Records supplied
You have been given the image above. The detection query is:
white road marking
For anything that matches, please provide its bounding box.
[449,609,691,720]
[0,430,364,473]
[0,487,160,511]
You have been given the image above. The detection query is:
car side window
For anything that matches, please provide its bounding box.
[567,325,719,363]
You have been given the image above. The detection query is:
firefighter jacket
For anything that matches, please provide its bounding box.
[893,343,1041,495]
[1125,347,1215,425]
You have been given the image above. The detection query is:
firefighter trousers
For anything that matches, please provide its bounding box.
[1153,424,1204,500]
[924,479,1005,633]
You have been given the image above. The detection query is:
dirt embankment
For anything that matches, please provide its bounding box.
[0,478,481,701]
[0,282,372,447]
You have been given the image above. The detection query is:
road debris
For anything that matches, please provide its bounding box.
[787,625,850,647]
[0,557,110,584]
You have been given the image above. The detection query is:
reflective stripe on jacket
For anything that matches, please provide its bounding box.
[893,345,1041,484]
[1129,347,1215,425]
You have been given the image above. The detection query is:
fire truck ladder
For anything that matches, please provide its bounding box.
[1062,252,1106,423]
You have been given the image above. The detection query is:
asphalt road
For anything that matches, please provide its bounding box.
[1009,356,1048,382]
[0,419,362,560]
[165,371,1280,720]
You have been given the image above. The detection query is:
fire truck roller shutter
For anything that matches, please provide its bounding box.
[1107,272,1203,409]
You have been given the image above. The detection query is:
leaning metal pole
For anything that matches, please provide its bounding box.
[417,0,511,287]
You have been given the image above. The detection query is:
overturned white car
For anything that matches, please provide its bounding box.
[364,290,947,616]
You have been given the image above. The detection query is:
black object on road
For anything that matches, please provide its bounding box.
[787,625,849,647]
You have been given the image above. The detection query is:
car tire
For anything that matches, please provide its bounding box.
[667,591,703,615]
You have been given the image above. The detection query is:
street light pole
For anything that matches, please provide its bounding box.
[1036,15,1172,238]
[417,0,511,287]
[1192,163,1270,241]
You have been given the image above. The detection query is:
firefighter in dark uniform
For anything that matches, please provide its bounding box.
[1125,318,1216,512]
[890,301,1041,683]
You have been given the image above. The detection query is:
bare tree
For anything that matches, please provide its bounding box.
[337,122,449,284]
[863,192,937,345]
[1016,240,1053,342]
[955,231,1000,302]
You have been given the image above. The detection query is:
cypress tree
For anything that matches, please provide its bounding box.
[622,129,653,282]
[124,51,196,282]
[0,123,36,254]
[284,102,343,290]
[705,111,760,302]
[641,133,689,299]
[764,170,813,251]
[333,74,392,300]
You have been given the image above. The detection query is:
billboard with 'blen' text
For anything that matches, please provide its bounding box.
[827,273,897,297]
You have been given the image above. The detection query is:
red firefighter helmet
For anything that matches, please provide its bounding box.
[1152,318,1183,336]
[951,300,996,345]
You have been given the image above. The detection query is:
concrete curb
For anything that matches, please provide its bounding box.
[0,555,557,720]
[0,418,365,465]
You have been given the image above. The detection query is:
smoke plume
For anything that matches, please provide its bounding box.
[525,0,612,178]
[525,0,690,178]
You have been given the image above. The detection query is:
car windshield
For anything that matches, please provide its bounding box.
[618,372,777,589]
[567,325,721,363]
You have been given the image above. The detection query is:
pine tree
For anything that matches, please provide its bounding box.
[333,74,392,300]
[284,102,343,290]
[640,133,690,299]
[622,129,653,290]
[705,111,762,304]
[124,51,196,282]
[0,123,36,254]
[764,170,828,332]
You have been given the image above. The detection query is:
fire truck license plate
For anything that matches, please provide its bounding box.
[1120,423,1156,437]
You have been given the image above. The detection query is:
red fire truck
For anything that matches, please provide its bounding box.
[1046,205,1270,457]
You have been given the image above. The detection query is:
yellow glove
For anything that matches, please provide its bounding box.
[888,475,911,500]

Aim of the exercise
Give the data again, exactly as it stands.

Problem solution
You have been given the image above. The detection query is:
white road marking
For anything that matches, please provide its bounding box.
[449,609,691,720]
[0,430,364,473]
[0,487,160,511]
You have been given the image above. The detection query is:
car side window
For anything that matches, please provide its bounding box.
[567,325,719,363]
You have been given the image above. The detection query is:
firefighter jacket
For anything that matches, please provide its bounding box.
[893,343,1041,495]
[1125,347,1215,425]
You have been given the image above. The detection query is:
firefighter trousers
For anything that matches, please provide its bounding box.
[1153,424,1204,500]
[924,479,1005,633]
You have been given the image above. The detection query is:
dirt embankment
For anything that matches, please provide its bounding box.
[0,478,481,701]
[0,282,372,447]
You have been given the image above. The detection query is:
road debris
For anything that matches, please provide its bounding box.
[787,625,850,647]
[0,557,110,584]
You have been given the image above. The detection query is:
reflective stripe on jacket
For anything that matches, please provide its bounding box.
[893,345,1041,484]
[1129,347,1215,425]
You have been given the image above. The detection query is:
fire truck ladder
For anything that matches, please provide its bounding box.
[1062,252,1106,423]
You have been given the image above. The detection query is:
asphalt road
For anything that matches, please provide its bounding box.
[1009,356,1048,382]
[0,419,362,560]
[165,371,1280,720]
You have been given the image above. The detection query is:
fire truck roller shutter
For anything that matches, please provide its bounding box.
[1107,272,1203,409]
You have been given the image above. The detection query is:
leaning metal pole
For anything that matches, please provide its bounding box.
[417,0,511,287]
You have been given the image above. The detection query is:
overturned white car
For anything that matches, please provide its bounding box.
[364,290,947,616]
You have been given the image above. The detection query is:
black object on road
For anything that matches, please provide its bounding box.
[787,625,849,647]
You have been given the image above. The detection query is:
car tire
For anything that matches, please provide its bounding box.
[667,591,703,615]
You have been given the image above. The detection query is:
street light pole
For anything that matches, please provide its bounding box.
[1036,15,1172,238]
[417,0,511,287]
[1192,163,1270,241]
You have been given the image above. The detection query is:
firefighter in dark uniform
For anything that matches, please provide its bounding box.
[1125,318,1216,512]
[890,301,1041,683]
You have been given the image above. The detection query is:
bare tree
For anything that matches, please provide its bounding box.
[337,122,449,284]
[863,192,937,345]
[1016,240,1053,342]
[955,231,1000,302]
You have been given the image above. The detection query is:
cypress tree
For anything that matches, please provide its bounding box.
[622,129,653,282]
[124,51,196,282]
[0,123,36,254]
[284,102,343,290]
[705,111,760,302]
[641,133,689,299]
[764,170,813,251]
[333,74,392,300]
You have been given the image above. The detection query is:
billboard with 'blen' text
For anything that matches, please provide its bounding box.
[827,273,897,297]
You have been given the image above. The detection query is:
red firefighter helmet
For anything that matches, please provide its bounding box.
[1152,318,1183,336]
[951,300,996,345]
You have been given the image above. The detection query is:
concrete curb
For anything that matches, please provide its bounding box.
[0,555,557,720]
[0,418,365,465]
You have been given the image above. The detection query is:
smoke plume
For anything that matches, please provide its bounding box.
[525,0,612,178]
[525,0,690,178]
You have been given the image above. The detection query is:
car windshield
For anything that matches, please provide its bounding box.
[618,372,777,589]
[567,325,721,363]
You have been given the image above. The detection query is:
pine tree
For anything that matches, please provide its bounding box.
[333,74,392,300]
[284,102,343,290]
[640,133,690,299]
[622,129,653,290]
[705,111,762,304]
[124,51,196,282]
[0,123,36,254]
[764,170,828,332]
You have been given the image above. The detection query is:
fire truck license plate
For anything that matches, please provide its bounding box.
[1120,423,1156,437]
You have been given the image above. The detection query is:
red fire truck
For anything that matches, please provide its bounding box.
[1046,205,1270,457]
You have been given the image above. The detection query is:
yellow glove
For anything that matches, please provide its bounding box.
[888,475,911,500]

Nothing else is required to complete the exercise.